Image point grounding data
☆ ☆ ☆
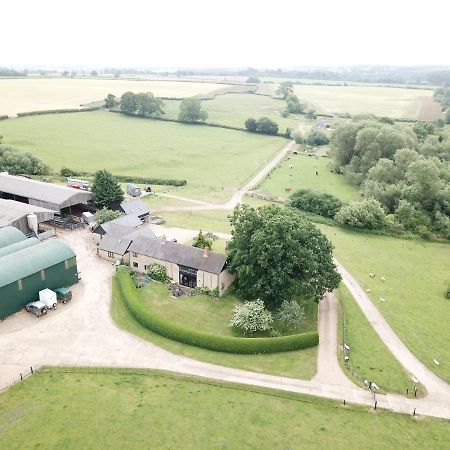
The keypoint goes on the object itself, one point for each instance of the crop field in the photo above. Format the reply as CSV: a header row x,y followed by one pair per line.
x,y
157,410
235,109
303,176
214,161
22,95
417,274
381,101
☆ ☆ ☆
The data above should be returned in full, exactly as written, apart from its images.

The keypoint goes on the object itself, one point for each instance of the crop field in the photo above. Format the reply as CSV: a header row x,y followed by one pair per line.
x,y
157,410
235,109
303,176
214,161
22,95
417,274
381,101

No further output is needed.